======== Input records ========

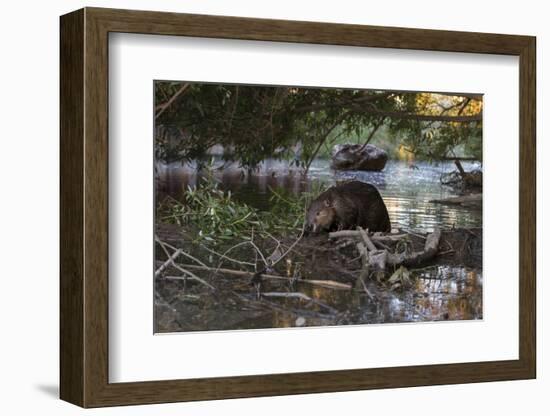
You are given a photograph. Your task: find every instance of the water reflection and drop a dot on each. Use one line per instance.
(437, 293)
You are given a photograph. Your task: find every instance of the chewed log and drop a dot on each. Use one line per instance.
(466, 200)
(381, 238)
(417, 257)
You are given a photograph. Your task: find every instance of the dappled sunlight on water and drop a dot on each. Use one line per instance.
(407, 191)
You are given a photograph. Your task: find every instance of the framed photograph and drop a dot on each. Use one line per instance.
(255, 207)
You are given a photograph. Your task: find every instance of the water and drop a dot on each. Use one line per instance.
(438, 293)
(406, 191)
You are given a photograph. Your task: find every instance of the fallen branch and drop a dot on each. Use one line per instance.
(189, 275)
(417, 257)
(473, 200)
(298, 295)
(331, 284)
(374, 238)
(167, 263)
(162, 107)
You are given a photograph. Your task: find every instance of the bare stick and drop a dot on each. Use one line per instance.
(325, 283)
(357, 234)
(369, 244)
(291, 246)
(231, 259)
(167, 262)
(298, 295)
(192, 276)
(224, 255)
(163, 107)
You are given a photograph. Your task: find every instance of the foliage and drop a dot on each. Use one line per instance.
(253, 123)
(214, 215)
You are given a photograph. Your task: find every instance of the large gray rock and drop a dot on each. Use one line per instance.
(357, 157)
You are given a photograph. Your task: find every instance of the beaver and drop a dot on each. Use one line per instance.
(347, 206)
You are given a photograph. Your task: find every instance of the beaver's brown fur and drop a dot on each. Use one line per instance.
(347, 206)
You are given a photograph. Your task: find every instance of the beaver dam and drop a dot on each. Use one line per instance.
(294, 206)
(229, 266)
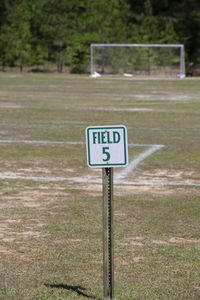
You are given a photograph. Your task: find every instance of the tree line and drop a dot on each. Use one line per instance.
(48, 32)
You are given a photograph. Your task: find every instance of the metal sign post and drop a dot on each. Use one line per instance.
(107, 147)
(108, 248)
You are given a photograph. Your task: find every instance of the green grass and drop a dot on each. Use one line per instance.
(51, 232)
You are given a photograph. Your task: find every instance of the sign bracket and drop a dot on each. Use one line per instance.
(108, 247)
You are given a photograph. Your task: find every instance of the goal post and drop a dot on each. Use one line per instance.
(132, 60)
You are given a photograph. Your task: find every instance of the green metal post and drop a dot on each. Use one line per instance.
(108, 249)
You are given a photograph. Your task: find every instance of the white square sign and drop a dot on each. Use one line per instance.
(107, 146)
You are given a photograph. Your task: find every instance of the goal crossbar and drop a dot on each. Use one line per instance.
(180, 46)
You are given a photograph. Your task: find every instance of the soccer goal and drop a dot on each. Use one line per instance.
(132, 60)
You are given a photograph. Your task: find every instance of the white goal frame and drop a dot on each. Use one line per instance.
(180, 74)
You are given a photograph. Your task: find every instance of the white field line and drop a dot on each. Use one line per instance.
(135, 162)
(169, 183)
(99, 181)
(40, 142)
(34, 178)
(119, 178)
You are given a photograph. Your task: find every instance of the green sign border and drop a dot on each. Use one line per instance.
(107, 164)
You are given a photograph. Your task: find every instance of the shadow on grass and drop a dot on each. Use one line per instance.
(78, 289)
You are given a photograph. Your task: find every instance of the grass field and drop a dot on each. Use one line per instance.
(51, 202)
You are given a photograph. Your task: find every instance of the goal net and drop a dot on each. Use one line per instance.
(131, 60)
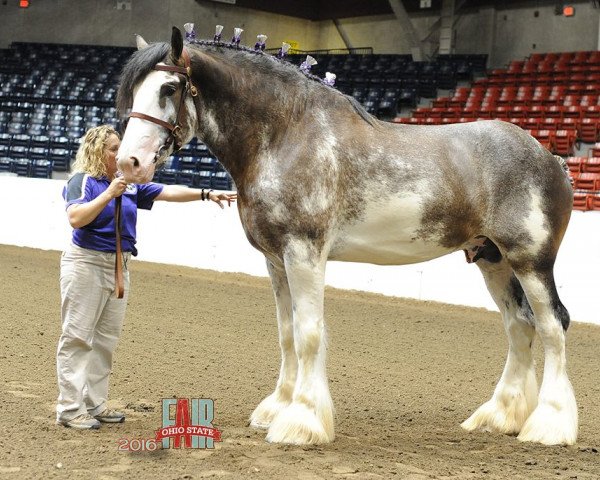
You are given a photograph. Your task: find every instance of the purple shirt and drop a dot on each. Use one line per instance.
(99, 234)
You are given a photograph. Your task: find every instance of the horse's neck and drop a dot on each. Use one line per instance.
(242, 118)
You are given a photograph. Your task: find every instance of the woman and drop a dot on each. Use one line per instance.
(92, 315)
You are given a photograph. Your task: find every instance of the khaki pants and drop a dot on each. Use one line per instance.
(92, 319)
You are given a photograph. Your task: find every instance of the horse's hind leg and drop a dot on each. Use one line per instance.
(282, 396)
(554, 421)
(515, 395)
(309, 418)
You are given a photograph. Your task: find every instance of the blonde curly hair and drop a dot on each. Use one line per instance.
(90, 155)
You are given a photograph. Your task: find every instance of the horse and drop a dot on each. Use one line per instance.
(320, 179)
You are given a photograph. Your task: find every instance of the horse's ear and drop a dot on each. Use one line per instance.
(140, 42)
(176, 43)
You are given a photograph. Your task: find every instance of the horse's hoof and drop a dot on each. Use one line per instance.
(263, 414)
(298, 425)
(495, 417)
(550, 426)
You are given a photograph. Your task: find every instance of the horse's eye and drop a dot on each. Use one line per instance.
(168, 89)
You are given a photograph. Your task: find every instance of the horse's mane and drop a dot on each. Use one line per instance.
(143, 61)
(140, 64)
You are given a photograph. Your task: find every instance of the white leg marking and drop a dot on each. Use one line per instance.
(309, 418)
(282, 396)
(515, 395)
(554, 421)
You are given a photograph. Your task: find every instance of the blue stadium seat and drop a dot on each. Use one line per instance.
(38, 153)
(220, 181)
(5, 164)
(203, 179)
(20, 166)
(60, 158)
(41, 169)
(185, 177)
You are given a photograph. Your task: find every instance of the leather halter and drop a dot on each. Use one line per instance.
(174, 129)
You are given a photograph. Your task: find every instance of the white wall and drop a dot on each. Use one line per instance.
(199, 234)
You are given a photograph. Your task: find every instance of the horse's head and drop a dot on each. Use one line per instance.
(156, 85)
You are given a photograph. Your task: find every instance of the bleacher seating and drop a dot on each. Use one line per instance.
(555, 97)
(50, 94)
(385, 83)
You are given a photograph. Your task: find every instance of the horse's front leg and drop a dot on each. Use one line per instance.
(515, 395)
(309, 418)
(282, 396)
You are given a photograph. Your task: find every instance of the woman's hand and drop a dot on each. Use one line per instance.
(220, 197)
(116, 187)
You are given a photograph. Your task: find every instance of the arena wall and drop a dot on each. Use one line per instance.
(201, 235)
(503, 34)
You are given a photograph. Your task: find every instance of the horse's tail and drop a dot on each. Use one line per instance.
(562, 163)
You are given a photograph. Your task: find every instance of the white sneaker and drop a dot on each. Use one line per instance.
(109, 415)
(82, 422)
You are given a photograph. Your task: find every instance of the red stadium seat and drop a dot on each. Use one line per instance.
(593, 201)
(588, 181)
(590, 164)
(575, 164)
(588, 130)
(564, 142)
(581, 201)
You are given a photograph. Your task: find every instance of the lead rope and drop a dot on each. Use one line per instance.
(119, 285)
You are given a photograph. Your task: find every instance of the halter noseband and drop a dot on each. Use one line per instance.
(174, 129)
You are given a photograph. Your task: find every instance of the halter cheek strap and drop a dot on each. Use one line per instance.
(174, 136)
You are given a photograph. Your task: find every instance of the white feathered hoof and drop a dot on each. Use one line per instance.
(495, 416)
(551, 424)
(263, 414)
(299, 425)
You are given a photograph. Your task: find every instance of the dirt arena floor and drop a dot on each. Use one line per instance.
(403, 375)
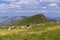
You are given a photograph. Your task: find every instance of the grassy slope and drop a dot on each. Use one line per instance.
(39, 18)
(48, 31)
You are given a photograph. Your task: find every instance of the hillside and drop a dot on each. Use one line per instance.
(49, 31)
(39, 18)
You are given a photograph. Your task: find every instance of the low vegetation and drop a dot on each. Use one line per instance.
(39, 29)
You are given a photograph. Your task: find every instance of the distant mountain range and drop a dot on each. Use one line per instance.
(54, 19)
(35, 19)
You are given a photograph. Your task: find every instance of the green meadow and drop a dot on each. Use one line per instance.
(46, 31)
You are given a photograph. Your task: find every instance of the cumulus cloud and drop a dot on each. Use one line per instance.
(49, 0)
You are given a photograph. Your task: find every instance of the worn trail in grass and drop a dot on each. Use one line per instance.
(15, 31)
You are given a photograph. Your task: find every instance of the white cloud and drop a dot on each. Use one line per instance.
(54, 5)
(49, 0)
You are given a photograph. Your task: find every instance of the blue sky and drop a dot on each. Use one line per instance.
(50, 8)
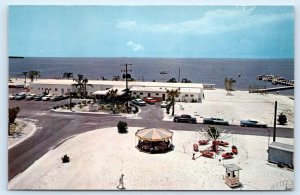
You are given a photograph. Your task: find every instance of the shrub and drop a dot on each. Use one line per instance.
(282, 119)
(122, 127)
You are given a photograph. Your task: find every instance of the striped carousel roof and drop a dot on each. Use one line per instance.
(154, 134)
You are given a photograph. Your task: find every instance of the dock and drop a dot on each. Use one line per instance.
(275, 80)
(265, 90)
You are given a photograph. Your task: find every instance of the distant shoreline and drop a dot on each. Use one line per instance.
(16, 57)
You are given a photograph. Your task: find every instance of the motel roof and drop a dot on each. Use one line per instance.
(119, 83)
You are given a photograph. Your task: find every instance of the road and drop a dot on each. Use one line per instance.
(55, 127)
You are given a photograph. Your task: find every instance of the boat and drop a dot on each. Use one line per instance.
(163, 72)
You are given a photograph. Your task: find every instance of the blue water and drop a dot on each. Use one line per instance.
(148, 69)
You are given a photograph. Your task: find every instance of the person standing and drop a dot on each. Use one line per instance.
(121, 182)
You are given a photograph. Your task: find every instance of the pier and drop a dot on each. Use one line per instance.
(275, 80)
(265, 90)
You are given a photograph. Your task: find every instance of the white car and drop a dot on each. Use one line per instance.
(164, 104)
(30, 96)
(11, 96)
(47, 97)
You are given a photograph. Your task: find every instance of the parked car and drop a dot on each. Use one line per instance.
(252, 123)
(56, 98)
(215, 121)
(138, 102)
(150, 100)
(184, 118)
(11, 96)
(47, 97)
(164, 104)
(30, 96)
(20, 96)
(38, 97)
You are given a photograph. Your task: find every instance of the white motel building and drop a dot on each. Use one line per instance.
(188, 91)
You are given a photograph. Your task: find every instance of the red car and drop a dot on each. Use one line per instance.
(222, 143)
(207, 153)
(234, 150)
(150, 100)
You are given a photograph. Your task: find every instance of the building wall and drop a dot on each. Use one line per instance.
(280, 156)
(60, 89)
(55, 89)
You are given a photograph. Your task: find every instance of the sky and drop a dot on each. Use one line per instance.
(151, 31)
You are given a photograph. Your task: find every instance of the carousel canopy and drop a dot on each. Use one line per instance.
(154, 134)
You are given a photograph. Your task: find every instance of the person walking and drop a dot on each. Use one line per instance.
(121, 182)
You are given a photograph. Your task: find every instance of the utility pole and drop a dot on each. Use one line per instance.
(178, 75)
(275, 116)
(126, 78)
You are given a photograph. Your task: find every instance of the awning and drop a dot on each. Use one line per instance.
(154, 134)
(120, 92)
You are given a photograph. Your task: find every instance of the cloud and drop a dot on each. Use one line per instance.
(216, 21)
(134, 46)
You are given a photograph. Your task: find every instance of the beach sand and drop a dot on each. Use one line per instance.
(99, 157)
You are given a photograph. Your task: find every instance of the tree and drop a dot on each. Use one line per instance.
(112, 95)
(229, 82)
(81, 85)
(25, 75)
(68, 75)
(172, 94)
(282, 119)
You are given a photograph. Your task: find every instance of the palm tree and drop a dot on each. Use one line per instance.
(12, 115)
(85, 81)
(68, 75)
(25, 75)
(172, 94)
(116, 78)
(81, 85)
(112, 95)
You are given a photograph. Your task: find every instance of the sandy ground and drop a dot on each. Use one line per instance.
(241, 105)
(25, 129)
(99, 157)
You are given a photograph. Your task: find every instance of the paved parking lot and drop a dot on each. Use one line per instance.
(55, 127)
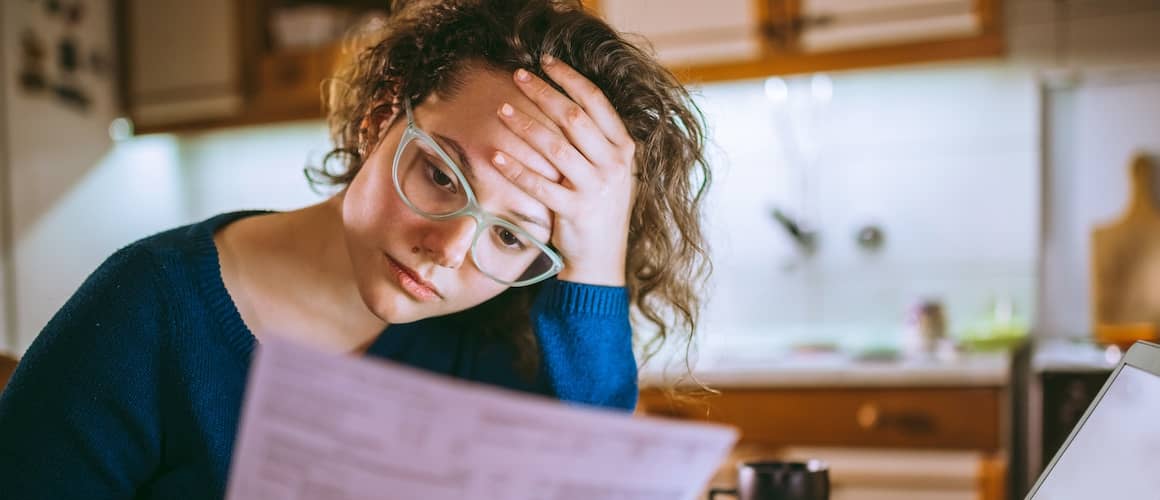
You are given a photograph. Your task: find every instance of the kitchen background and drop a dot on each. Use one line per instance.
(973, 183)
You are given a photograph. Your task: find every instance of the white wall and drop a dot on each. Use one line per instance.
(258, 167)
(1095, 128)
(72, 196)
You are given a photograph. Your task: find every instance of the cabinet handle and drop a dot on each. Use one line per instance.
(870, 417)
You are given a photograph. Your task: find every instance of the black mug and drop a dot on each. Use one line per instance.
(780, 480)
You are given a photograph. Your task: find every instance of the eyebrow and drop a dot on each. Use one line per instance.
(469, 171)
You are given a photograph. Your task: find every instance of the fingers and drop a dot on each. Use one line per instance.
(570, 116)
(589, 98)
(551, 146)
(551, 194)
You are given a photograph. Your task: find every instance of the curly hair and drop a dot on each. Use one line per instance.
(423, 48)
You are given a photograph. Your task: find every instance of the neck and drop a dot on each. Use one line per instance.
(317, 251)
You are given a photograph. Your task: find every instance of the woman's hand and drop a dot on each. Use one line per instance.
(595, 156)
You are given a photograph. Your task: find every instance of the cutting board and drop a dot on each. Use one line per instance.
(1125, 261)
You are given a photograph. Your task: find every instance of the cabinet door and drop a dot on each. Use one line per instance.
(182, 60)
(690, 31)
(835, 24)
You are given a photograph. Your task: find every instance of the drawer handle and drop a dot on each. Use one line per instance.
(869, 417)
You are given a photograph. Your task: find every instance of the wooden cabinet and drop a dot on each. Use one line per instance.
(182, 64)
(217, 63)
(805, 36)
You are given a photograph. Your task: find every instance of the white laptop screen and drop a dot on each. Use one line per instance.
(1116, 453)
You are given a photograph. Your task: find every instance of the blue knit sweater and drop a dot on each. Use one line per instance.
(135, 388)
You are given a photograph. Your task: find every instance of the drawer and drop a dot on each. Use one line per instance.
(920, 418)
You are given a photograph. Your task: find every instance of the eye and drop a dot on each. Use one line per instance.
(441, 179)
(509, 239)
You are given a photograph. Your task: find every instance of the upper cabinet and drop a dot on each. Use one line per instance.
(217, 63)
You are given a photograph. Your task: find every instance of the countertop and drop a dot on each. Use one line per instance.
(1073, 355)
(752, 368)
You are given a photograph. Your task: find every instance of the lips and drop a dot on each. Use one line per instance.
(411, 282)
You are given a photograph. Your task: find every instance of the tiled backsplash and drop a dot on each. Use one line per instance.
(944, 160)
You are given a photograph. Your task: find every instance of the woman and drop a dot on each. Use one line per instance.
(513, 175)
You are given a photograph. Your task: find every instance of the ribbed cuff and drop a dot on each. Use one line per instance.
(579, 298)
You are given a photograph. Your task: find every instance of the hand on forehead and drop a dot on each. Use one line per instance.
(469, 117)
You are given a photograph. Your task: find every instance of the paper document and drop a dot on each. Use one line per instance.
(321, 426)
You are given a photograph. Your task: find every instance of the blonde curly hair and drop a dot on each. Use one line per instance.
(423, 46)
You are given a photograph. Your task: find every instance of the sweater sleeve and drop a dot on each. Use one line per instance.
(586, 343)
(79, 418)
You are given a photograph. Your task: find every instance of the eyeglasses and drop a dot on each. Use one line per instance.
(433, 186)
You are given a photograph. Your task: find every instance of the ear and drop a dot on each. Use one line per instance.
(376, 123)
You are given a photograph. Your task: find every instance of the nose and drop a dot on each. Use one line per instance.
(448, 241)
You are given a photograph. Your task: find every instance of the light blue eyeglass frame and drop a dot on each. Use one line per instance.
(484, 218)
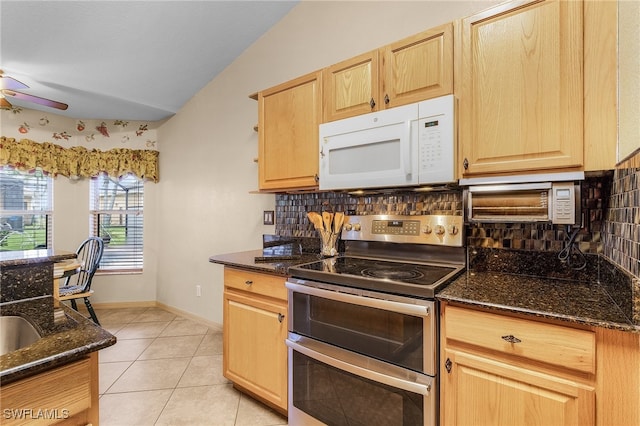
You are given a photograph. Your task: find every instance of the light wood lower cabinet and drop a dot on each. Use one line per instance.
(255, 329)
(510, 370)
(66, 395)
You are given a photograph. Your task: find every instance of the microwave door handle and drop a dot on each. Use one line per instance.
(411, 128)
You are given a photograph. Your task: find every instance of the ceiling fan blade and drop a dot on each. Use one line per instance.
(11, 83)
(35, 99)
(4, 103)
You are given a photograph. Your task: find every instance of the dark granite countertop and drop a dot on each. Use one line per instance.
(580, 302)
(27, 257)
(247, 260)
(66, 336)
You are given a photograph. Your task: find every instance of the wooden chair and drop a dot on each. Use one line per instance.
(78, 286)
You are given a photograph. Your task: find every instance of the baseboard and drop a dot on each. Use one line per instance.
(210, 324)
(155, 304)
(118, 305)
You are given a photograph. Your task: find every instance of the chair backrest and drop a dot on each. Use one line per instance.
(89, 255)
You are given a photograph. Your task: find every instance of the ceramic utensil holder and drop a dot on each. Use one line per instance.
(328, 243)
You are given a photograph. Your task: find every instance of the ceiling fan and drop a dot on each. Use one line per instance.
(9, 88)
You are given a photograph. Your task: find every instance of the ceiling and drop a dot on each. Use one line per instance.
(133, 60)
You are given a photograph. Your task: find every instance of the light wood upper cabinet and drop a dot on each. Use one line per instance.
(351, 87)
(288, 119)
(410, 70)
(521, 88)
(418, 67)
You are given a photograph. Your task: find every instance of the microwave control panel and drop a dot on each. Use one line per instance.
(436, 141)
(563, 203)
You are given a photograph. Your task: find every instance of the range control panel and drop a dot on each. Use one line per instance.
(425, 229)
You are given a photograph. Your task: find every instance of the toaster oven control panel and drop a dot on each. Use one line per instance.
(426, 229)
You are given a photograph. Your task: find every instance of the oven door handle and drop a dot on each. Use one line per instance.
(351, 363)
(388, 305)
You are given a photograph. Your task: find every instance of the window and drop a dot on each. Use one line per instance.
(117, 217)
(25, 209)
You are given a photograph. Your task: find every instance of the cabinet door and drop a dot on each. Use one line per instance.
(255, 355)
(479, 391)
(418, 67)
(521, 91)
(288, 119)
(351, 87)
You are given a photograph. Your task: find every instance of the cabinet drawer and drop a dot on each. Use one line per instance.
(51, 396)
(255, 282)
(549, 343)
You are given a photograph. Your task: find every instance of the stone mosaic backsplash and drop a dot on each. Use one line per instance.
(610, 206)
(291, 216)
(622, 224)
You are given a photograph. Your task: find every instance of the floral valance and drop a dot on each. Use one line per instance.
(78, 160)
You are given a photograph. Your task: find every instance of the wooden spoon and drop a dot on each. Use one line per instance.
(316, 219)
(327, 218)
(338, 219)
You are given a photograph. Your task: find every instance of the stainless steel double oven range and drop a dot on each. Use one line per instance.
(363, 326)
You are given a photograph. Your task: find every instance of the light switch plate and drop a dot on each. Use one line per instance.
(268, 217)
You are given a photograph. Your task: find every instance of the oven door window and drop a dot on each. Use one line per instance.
(337, 397)
(382, 334)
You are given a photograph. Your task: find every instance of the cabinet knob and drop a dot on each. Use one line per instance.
(511, 339)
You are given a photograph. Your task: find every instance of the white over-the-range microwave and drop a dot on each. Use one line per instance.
(408, 145)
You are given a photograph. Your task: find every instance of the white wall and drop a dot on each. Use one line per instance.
(207, 149)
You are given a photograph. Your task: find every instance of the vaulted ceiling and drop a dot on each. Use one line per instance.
(134, 60)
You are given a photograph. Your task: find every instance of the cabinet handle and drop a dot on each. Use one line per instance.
(511, 339)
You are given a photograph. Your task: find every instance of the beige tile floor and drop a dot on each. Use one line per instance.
(167, 370)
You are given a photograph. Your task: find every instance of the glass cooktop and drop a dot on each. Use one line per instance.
(412, 279)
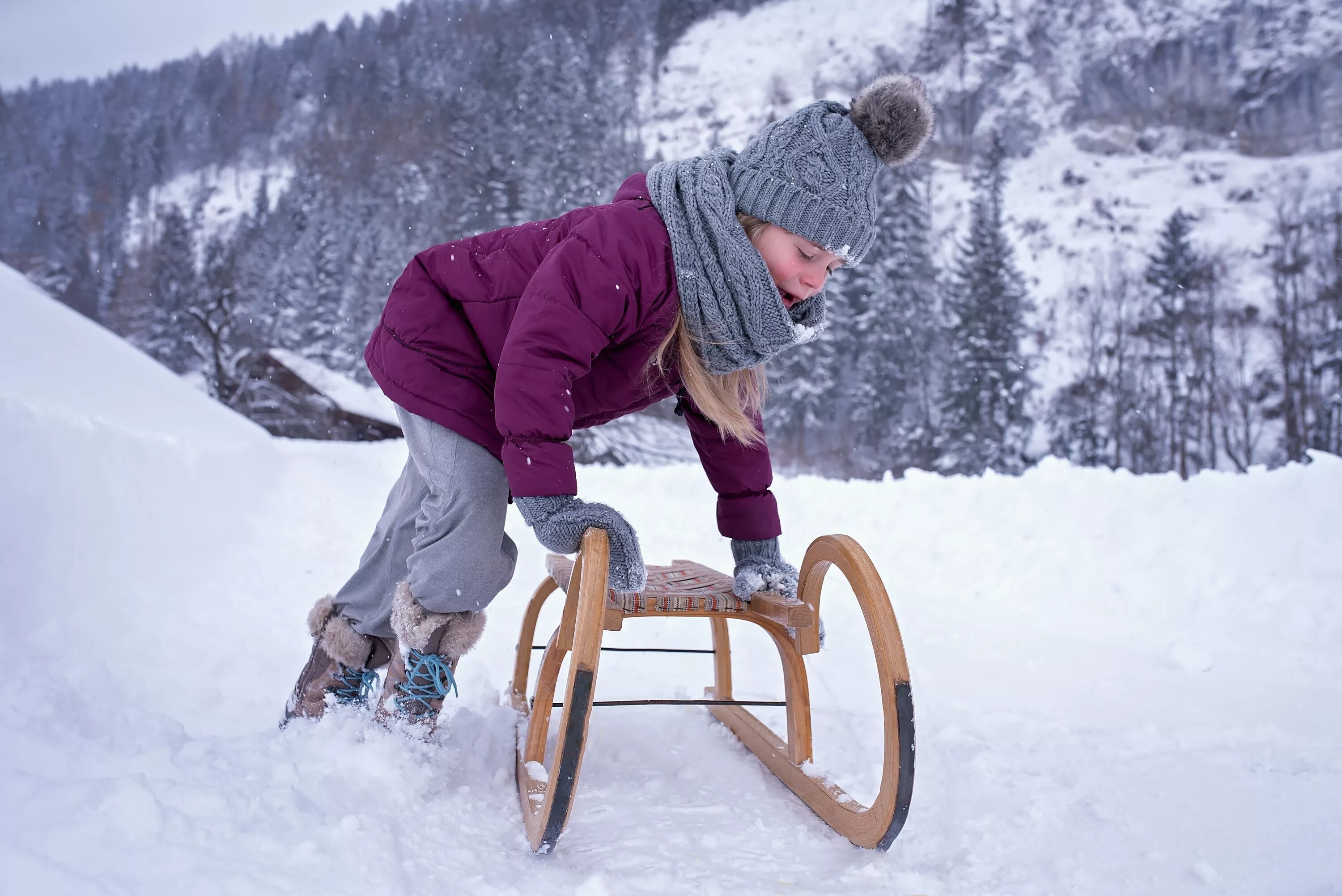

========

§ Task to carry out: Revise the stretch from the line containing "of the beige" through the end of the material by putting "induction cooktop" in place of "glass cooktop" and keeping every other word the same. Leave the pictures out of your answer.

§ Solution to this exercise:
You are given a photograph. Your task: find every instance of the beige tile floor and drop a dot on each. Use one line per instance.
(167, 370)
You are given a photograph. Your task: find every instance of the induction cooktop and drop a dot on each. Use one line per instance.
(412, 279)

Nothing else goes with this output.